# Written instruction
Reproduce each line exactly.
○ ○ ○ ○ ○
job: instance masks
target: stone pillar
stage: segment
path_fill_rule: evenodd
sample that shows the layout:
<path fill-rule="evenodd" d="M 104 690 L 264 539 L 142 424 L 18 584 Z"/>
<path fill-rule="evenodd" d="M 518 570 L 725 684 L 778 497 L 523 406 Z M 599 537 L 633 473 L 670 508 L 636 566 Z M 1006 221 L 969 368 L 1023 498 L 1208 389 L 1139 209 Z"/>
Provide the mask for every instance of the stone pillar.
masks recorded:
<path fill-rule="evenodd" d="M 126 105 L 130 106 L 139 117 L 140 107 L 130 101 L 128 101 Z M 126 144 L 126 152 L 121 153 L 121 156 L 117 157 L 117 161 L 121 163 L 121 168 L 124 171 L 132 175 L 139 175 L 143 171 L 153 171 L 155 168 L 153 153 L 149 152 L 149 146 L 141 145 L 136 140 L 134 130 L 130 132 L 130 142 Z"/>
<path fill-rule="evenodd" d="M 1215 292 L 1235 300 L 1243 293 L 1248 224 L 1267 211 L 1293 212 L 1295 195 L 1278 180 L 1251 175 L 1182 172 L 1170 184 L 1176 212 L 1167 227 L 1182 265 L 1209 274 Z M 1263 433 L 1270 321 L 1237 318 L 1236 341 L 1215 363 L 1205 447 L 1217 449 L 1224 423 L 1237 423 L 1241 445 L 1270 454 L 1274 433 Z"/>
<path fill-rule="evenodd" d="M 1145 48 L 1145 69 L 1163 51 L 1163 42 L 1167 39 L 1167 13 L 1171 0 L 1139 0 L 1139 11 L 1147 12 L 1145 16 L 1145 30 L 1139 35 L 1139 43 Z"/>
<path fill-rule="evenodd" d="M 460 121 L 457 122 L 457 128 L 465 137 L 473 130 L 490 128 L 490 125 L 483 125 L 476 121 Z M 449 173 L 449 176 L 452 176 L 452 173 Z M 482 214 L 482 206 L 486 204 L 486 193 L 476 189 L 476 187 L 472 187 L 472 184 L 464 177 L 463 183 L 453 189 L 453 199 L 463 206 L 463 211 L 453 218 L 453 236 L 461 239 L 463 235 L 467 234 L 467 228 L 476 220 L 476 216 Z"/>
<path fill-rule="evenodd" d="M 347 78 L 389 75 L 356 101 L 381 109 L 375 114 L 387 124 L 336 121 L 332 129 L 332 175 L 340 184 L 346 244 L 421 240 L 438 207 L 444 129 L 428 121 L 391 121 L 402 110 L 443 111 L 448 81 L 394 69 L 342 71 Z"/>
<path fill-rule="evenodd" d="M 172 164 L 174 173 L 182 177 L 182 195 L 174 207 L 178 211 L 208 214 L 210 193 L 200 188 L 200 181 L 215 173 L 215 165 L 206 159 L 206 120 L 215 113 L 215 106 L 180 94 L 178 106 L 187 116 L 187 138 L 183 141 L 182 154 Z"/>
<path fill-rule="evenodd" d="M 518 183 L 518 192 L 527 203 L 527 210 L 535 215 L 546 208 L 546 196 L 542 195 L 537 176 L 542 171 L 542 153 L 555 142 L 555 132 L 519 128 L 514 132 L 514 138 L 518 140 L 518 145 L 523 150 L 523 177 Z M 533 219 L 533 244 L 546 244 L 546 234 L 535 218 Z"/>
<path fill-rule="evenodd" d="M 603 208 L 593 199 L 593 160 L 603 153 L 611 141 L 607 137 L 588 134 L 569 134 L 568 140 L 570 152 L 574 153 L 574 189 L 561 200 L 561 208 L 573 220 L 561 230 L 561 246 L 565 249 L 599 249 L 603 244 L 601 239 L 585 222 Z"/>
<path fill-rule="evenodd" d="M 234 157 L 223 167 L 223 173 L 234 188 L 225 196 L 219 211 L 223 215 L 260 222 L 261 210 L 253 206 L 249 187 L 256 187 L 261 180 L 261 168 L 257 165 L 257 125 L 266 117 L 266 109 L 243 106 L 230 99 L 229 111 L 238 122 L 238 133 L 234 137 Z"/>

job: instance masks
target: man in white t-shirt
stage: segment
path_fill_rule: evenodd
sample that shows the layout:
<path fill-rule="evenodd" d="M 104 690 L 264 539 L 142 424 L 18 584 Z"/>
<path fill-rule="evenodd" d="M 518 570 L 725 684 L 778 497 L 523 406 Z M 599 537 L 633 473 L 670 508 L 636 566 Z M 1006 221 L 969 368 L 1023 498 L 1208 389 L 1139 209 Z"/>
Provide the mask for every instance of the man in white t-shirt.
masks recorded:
○ ○ ○ ○ ○
# Full output
job: instance masks
target: stone pillar
stage: segment
path_fill_rule: evenodd
sample that shows the layout:
<path fill-rule="evenodd" d="M 104 690 L 264 539 L 142 424 L 18 584 Z"/>
<path fill-rule="evenodd" d="M 518 570 L 725 684 L 778 497 L 523 406 Z M 599 537 L 633 473 L 670 508 L 636 566 Z M 1006 221 L 969 368 L 1023 498 L 1208 389 L 1139 209 Z"/>
Provide the mask for every instance of the stone pillar.
masks recorded:
<path fill-rule="evenodd" d="M 126 105 L 130 106 L 139 117 L 140 107 L 130 101 L 128 101 Z M 126 144 L 126 152 L 121 153 L 121 156 L 117 157 L 117 161 L 121 163 L 121 168 L 124 171 L 132 175 L 139 175 L 143 171 L 153 171 L 155 168 L 153 153 L 149 152 L 149 146 L 141 145 L 136 140 L 134 130 L 130 132 L 130 142 Z"/>
<path fill-rule="evenodd" d="M 1215 292 L 1235 300 L 1243 293 L 1248 224 L 1267 211 L 1293 212 L 1295 195 L 1278 180 L 1251 175 L 1182 172 L 1170 184 L 1176 212 L 1167 227 L 1182 265 L 1209 274 Z M 1263 433 L 1270 321 L 1237 318 L 1236 341 L 1215 363 L 1205 447 L 1217 449 L 1224 423 L 1237 423 L 1241 445 L 1270 454 L 1274 433 Z"/>
<path fill-rule="evenodd" d="M 1145 48 L 1145 69 L 1163 51 L 1163 42 L 1167 39 L 1167 13 L 1171 0 L 1139 0 L 1139 11 L 1147 12 L 1145 16 L 1145 30 L 1139 35 L 1139 43 Z"/>
<path fill-rule="evenodd" d="M 460 121 L 457 122 L 457 128 L 465 137 L 473 130 L 490 128 L 490 125 L 483 125 L 476 121 Z M 449 173 L 449 176 L 452 176 L 452 173 Z M 482 214 L 482 206 L 486 204 L 486 193 L 476 189 L 476 187 L 472 187 L 472 184 L 464 177 L 463 183 L 453 189 L 453 199 L 463 206 L 463 211 L 453 218 L 453 236 L 461 239 L 463 235 L 467 234 L 467 228 L 476 220 L 476 216 Z"/>
<path fill-rule="evenodd" d="M 347 78 L 389 75 L 356 101 L 381 109 L 375 114 L 387 124 L 336 121 L 332 129 L 332 175 L 340 184 L 346 244 L 421 240 L 438 207 L 444 129 L 428 121 L 391 121 L 402 110 L 443 111 L 448 81 L 394 69 L 342 71 Z"/>
<path fill-rule="evenodd" d="M 172 164 L 174 173 L 182 177 L 182 195 L 174 207 L 178 211 L 208 214 L 210 193 L 200 188 L 200 181 L 215 173 L 215 165 L 206 159 L 206 120 L 215 113 L 215 106 L 180 94 L 178 106 L 187 116 L 187 138 L 183 141 L 182 154 Z"/>
<path fill-rule="evenodd" d="M 518 183 L 518 192 L 527 203 L 527 210 L 535 215 L 546 208 L 546 196 L 542 195 L 537 176 L 542 171 L 542 153 L 555 142 L 555 132 L 519 128 L 514 132 L 514 138 L 518 140 L 518 145 L 523 150 L 523 177 Z M 533 219 L 533 244 L 546 244 L 546 234 L 535 218 Z"/>
<path fill-rule="evenodd" d="M 603 208 L 593 199 L 593 160 L 603 153 L 611 141 L 607 137 L 588 134 L 569 134 L 568 140 L 570 152 L 574 153 L 574 189 L 561 200 L 561 208 L 573 220 L 561 230 L 561 246 L 565 249 L 599 249 L 603 244 L 601 239 L 585 222 Z"/>
<path fill-rule="evenodd" d="M 234 157 L 223 167 L 223 173 L 234 188 L 225 196 L 219 211 L 223 215 L 260 222 L 261 210 L 253 206 L 249 187 L 256 187 L 261 180 L 261 168 L 257 165 L 257 125 L 266 117 L 266 109 L 243 106 L 230 99 L 229 111 L 238 122 L 238 133 L 234 137 Z"/>

job: instance masks
target: man in white t-shirt
stage: segment
path_fill_rule: evenodd
sample that shows the layout:
<path fill-rule="evenodd" d="M 104 690 L 264 539 L 142 424 L 18 584 Z"/>
<path fill-rule="evenodd" d="M 518 570 L 725 684 L 778 497 L 523 406 Z M 599 537 L 633 473 L 670 508 L 636 566 Z M 1006 221 L 969 368 L 1023 498 L 1208 389 L 1139 209 Z"/>
Provide the mask for every instance of the man in white t-shirt.
masks recorded:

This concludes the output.